• **Input data**
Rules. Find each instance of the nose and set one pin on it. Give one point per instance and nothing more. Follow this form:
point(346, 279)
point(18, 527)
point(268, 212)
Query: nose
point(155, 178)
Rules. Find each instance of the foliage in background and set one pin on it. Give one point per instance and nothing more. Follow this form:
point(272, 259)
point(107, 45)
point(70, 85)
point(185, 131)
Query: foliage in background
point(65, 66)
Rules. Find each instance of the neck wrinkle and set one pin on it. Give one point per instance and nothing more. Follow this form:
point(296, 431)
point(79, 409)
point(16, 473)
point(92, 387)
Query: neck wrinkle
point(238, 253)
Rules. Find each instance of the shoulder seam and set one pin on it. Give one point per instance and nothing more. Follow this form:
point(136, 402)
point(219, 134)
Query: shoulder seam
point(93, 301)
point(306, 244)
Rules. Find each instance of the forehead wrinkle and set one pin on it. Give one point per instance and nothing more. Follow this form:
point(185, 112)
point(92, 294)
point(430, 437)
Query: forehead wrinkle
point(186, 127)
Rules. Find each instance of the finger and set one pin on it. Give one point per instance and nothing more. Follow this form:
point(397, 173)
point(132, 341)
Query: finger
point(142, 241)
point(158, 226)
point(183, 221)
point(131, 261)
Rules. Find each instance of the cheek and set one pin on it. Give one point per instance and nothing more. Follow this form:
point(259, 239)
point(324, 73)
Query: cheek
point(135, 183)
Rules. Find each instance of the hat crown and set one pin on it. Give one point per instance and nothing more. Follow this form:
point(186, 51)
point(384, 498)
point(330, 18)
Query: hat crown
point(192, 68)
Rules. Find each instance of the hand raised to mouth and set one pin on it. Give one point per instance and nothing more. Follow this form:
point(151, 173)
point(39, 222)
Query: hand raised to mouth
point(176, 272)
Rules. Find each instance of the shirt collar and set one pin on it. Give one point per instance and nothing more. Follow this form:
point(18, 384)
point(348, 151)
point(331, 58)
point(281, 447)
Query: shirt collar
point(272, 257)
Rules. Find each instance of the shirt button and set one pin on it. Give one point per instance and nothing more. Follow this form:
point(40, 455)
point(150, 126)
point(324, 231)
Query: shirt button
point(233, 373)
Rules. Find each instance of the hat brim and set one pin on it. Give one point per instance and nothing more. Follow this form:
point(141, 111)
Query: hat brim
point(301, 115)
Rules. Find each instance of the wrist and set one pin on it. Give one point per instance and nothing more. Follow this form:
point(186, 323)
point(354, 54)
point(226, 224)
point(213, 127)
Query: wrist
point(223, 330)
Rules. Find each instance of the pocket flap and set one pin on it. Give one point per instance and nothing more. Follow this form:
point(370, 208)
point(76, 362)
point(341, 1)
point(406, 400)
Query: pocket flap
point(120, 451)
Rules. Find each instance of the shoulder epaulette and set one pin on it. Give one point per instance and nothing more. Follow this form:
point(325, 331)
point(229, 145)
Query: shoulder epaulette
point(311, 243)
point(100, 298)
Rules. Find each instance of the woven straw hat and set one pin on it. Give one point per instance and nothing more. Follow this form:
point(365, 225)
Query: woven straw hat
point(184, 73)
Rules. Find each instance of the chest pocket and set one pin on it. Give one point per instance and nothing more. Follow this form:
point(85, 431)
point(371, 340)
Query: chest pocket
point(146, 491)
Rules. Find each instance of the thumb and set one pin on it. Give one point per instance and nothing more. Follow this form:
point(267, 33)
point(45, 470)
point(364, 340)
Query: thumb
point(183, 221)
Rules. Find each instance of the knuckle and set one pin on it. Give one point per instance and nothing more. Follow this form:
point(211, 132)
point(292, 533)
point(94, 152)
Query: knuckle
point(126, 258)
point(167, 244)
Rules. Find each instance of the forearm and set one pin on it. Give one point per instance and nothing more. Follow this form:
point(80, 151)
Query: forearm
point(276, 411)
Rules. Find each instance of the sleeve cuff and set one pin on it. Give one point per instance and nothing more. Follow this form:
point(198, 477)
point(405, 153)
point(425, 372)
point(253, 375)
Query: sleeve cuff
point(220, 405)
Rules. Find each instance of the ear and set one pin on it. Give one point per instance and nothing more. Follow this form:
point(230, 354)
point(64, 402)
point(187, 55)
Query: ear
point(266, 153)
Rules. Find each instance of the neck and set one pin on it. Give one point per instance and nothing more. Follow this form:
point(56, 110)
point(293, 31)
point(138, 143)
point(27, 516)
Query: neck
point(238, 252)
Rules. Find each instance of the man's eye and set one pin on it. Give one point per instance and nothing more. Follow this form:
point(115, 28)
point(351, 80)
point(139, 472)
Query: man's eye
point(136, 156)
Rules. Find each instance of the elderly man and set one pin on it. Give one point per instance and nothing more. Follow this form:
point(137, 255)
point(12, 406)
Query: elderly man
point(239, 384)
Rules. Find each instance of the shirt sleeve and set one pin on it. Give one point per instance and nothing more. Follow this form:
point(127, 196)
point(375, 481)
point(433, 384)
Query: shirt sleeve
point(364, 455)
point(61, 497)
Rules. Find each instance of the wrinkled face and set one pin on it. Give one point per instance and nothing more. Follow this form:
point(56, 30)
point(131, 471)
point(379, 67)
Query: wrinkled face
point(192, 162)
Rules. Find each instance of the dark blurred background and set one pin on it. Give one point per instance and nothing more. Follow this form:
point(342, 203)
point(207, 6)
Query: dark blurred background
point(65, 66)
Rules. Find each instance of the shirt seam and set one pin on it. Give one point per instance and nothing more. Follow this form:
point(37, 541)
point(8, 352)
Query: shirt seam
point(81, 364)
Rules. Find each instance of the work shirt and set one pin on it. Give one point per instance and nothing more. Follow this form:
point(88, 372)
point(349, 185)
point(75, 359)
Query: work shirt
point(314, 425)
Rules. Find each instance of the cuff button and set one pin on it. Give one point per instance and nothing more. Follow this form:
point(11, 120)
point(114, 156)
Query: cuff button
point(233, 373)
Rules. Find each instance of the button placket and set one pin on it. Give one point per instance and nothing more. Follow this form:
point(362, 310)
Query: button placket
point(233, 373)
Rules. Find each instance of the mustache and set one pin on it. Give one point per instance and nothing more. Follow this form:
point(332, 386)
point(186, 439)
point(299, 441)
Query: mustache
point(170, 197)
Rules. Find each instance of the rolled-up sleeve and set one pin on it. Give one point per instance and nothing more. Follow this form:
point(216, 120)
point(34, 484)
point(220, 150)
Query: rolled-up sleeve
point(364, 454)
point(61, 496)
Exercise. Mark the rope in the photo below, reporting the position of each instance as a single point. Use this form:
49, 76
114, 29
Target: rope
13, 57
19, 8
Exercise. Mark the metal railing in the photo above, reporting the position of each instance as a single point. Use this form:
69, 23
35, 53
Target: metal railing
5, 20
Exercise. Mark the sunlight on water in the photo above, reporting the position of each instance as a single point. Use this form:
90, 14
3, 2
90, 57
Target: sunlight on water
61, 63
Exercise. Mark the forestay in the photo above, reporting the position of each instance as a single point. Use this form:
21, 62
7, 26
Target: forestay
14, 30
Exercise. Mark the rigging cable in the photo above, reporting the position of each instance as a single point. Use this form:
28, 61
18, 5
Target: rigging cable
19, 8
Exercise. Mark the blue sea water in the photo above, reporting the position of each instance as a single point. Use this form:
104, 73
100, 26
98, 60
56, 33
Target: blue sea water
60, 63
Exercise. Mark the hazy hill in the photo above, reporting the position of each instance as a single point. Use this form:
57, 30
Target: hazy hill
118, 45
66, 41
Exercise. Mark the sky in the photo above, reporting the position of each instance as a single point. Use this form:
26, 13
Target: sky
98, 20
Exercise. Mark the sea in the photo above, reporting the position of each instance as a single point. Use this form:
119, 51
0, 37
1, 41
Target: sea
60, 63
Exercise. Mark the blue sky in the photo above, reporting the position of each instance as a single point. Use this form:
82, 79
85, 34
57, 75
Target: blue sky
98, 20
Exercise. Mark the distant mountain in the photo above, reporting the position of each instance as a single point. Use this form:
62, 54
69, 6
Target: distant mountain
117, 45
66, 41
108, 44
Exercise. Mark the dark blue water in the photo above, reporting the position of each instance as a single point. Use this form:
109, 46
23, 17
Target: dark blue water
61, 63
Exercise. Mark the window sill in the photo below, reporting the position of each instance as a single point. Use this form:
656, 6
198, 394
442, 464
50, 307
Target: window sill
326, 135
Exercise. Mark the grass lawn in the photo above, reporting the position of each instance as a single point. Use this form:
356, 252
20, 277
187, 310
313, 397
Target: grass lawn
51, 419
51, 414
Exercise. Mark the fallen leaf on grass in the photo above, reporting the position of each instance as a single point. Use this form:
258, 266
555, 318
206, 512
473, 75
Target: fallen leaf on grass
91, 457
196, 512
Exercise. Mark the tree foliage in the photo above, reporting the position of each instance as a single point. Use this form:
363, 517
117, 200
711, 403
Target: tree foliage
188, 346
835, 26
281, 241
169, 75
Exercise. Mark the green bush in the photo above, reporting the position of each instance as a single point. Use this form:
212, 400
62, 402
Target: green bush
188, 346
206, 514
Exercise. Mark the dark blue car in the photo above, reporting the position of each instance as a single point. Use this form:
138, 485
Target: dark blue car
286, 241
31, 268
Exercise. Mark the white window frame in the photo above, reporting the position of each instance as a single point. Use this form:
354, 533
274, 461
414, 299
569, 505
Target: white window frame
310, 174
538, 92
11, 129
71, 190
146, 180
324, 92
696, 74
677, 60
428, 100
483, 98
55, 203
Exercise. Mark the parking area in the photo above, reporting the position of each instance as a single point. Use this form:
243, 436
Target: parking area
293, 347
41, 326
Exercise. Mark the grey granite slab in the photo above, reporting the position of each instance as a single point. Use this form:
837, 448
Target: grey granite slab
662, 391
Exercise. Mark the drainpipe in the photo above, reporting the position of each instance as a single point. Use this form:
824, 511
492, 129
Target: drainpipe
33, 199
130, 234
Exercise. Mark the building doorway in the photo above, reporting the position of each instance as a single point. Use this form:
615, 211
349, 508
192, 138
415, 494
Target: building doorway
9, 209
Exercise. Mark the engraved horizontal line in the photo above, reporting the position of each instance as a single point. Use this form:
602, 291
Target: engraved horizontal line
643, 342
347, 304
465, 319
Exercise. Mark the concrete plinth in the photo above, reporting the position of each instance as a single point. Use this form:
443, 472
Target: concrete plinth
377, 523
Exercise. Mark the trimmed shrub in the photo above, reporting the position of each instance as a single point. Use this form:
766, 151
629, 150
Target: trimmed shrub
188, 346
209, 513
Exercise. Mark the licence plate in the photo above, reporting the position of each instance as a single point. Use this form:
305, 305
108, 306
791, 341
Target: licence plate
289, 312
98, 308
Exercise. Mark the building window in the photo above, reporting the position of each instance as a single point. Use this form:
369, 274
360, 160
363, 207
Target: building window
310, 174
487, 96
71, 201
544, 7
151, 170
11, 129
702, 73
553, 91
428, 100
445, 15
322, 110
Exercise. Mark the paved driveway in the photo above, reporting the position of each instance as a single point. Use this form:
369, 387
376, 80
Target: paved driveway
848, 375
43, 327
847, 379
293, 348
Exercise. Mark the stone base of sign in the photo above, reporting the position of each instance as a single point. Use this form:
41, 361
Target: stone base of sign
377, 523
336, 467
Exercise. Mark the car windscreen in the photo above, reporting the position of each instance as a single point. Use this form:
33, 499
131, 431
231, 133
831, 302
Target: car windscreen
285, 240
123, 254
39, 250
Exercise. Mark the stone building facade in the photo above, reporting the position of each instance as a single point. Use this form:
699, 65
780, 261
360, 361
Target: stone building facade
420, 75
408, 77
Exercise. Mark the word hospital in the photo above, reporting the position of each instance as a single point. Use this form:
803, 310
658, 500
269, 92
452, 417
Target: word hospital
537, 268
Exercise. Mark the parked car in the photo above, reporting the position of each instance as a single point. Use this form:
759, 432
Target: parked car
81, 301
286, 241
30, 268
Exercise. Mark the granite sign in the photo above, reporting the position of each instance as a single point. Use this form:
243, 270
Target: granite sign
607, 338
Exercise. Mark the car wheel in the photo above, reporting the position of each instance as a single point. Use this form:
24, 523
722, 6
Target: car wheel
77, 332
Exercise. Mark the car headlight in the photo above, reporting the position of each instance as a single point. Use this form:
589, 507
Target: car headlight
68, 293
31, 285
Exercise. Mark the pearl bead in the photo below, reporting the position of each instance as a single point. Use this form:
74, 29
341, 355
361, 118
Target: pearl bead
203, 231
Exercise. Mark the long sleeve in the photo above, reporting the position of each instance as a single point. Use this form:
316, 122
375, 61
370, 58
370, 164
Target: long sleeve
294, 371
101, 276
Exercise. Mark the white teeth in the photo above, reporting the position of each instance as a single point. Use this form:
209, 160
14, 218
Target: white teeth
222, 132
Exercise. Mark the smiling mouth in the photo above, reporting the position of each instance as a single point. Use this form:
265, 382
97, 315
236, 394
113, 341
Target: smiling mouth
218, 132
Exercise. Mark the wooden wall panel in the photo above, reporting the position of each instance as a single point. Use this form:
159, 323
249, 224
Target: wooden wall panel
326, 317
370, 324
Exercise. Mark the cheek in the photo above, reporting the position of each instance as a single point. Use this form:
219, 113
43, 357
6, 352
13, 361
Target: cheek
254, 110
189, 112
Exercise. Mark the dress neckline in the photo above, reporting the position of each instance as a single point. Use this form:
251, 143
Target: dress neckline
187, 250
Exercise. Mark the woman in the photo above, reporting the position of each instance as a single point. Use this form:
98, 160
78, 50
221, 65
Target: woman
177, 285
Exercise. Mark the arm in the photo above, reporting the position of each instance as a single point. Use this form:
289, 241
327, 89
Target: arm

• **Request**
Starting with the line that contains "Exercise. Mark the wooden", repeat each line through the last one exactly as it appears. Include both ends and nothing more.

• **In response**
Exercise. Mark the wooden wall panel in the photo above, reporting the position of each instance as a single point. Use this form:
159, 323
249, 224
Target: wooden wall panel
326, 317
370, 324
Exercise. Mark the cheek in the photo above, reporting the position of each instance as a single point. Use this form:
219, 113
43, 357
6, 352
13, 361
Target: cheek
254, 110
189, 112
Exercise. Mark the dress neckline in the photo above, reporting the position of each instance as a single point. Use this form:
251, 143
Target: dress neckline
187, 250
Exercise. Mark the woman in the photo above, reporting the position of each instance as a single point. Use this form:
98, 160
78, 50
221, 65
Target: woman
177, 285
Exercise. Mark the arm in the photo above, reporting the position of each instance as a single point. Use this form:
289, 241
327, 89
Target: arm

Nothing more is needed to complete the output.